● **Prompt a**: Reproduce the thread on Mercury outboard sizes in full, word for word.

● **Text excerpt**:
# Size of Mercury 20 HP 4 Stroke vs. 9.9



## schinkr1 (Mar 5, 2016)

I heard the newer Mercury 15/20 HP motors are the same size as the older 9.9 in terms of exterior case. Anyone know if that is true. If so, how far back i.e. is a 2013 the same size as the 2015, etc? Reason I ask, looking to "re-sticker" the case with a 9.9 kit to push a heavier hull.


----------



## billyjoebigdaddy (Mar 5, 2016)

I can tell you that the 8 and 9.9 are 208cc and the 15 and 20 are 351cc. So I doubt the case could be the same size.


----------



## turbotodd (Mar 5, 2016)

The 15/20 Mercury/Tohatsu/Nissan (all the same motor with the exception of the paint and decals) are considerably larger than the old 9.9's.


----------



## schinkr1 (Mar 6, 2016)

I must have misunderstood what I was hearing. The lake is restricted to 9.9 or less and I know for a fact most are running 15 hp outboards with decals. Maybe what I heard was the old 9.9 was the same size as the 15, but is no longer the case. The new 15hp is now bigger than the 9.9 hp, but same as the 20hp, so if you are going to cheat, then cheat with the 20hp. Does that sound more reasonable?

● **Prompt b**: From the rows, gather every line that contains the word "asphalt".

● **Entries supplied**:
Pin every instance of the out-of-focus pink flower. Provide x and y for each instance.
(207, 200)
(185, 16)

...

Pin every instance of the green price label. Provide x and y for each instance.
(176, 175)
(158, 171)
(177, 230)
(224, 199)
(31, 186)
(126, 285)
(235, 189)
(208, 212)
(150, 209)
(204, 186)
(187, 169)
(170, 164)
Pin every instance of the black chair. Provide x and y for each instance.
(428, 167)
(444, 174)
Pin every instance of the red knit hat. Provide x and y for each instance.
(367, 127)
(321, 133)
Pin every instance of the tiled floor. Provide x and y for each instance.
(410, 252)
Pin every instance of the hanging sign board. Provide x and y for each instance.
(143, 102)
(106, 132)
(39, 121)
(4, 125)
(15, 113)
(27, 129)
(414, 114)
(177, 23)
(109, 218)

--

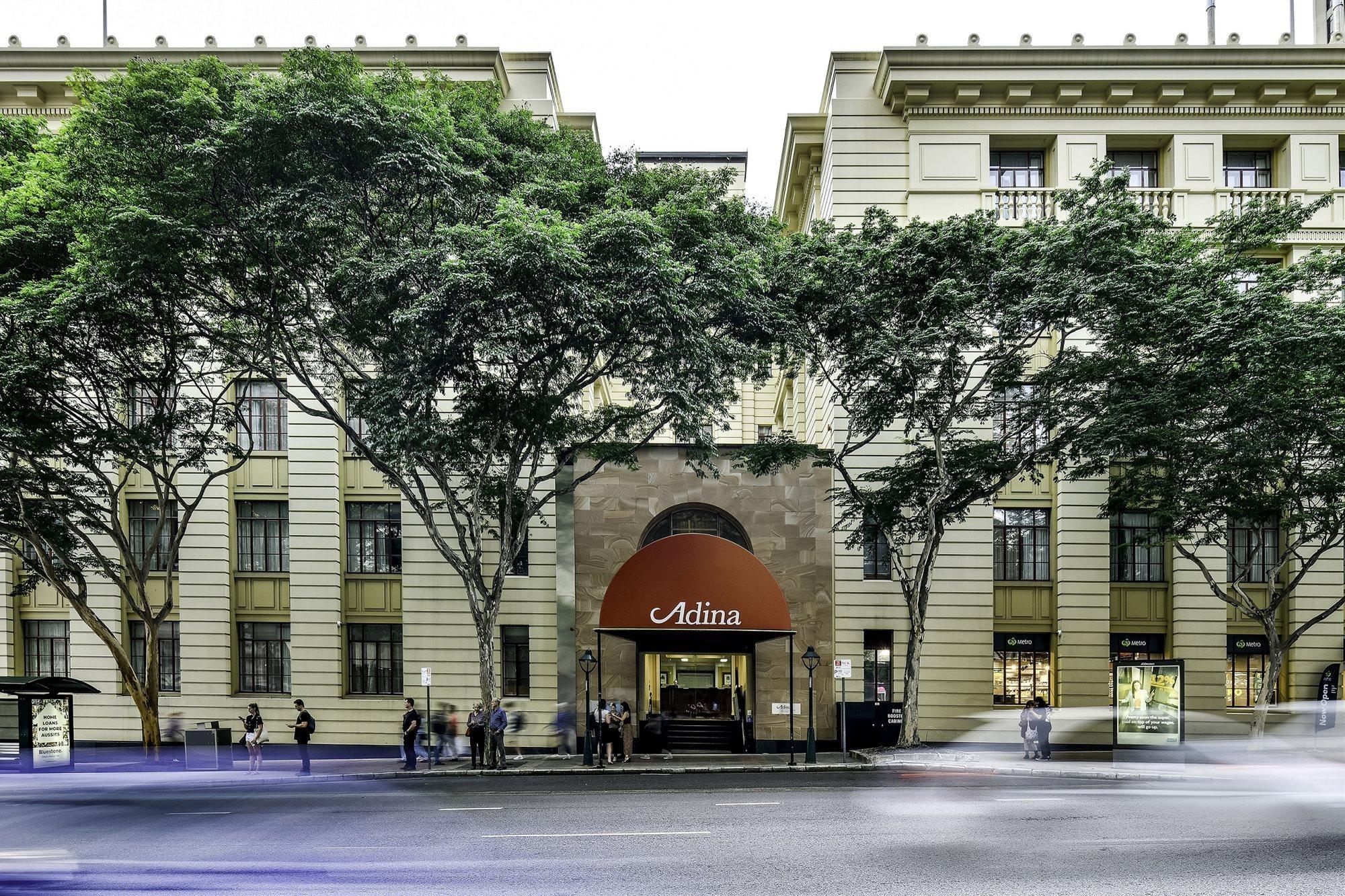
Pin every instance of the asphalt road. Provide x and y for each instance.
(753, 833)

● **Right answer a**:
# Size of Mercury 20 HP 4 Stroke vs. 9.9



## schinkr1 (Mar 5, 2016)

I heard the newer Mercury 15/20 HP motors are the same size as the older 9.9 in terms of exterior case. Anyone know if that is true. If so, how far back i.e. is a 2013 the same size as the 2015, etc? Reason I ask, looking to "re-sticker" the case with a 9.9 kit to push a heavier hull.


----------



## billyjoebigdaddy (Mar 5, 2016)

I can tell you that the 8 and 9.9 are 208cc and the 15 and 20 are 351cc. So I doubt the case could be the same size.


----------



## turbotodd (Mar 5, 2016)

The 15/20 Mercury/Tohatsu/Nissan (all the same motor with the exception of the paint and decals) are considerably larger than the old 9.9's.


----------



## schinkr1 (Mar 6, 2016)

I must have misunderstood what I was hearing. The lake is restricted to 9.9 or less and I know for a fact most are running 15 hp outboards with decals. Maybe what I heard was the old 9.9 was the same size as the 15, but is no longer the case. The new 15hp is now bigger than the 9.9 hp, but same as the 20hp, so if you are going to cheat, then cheat with the 20hp. Does that sound more reasonable?

● **Right answer b**:
Pin every instance of the asphalt road. Provide x and y for each instance.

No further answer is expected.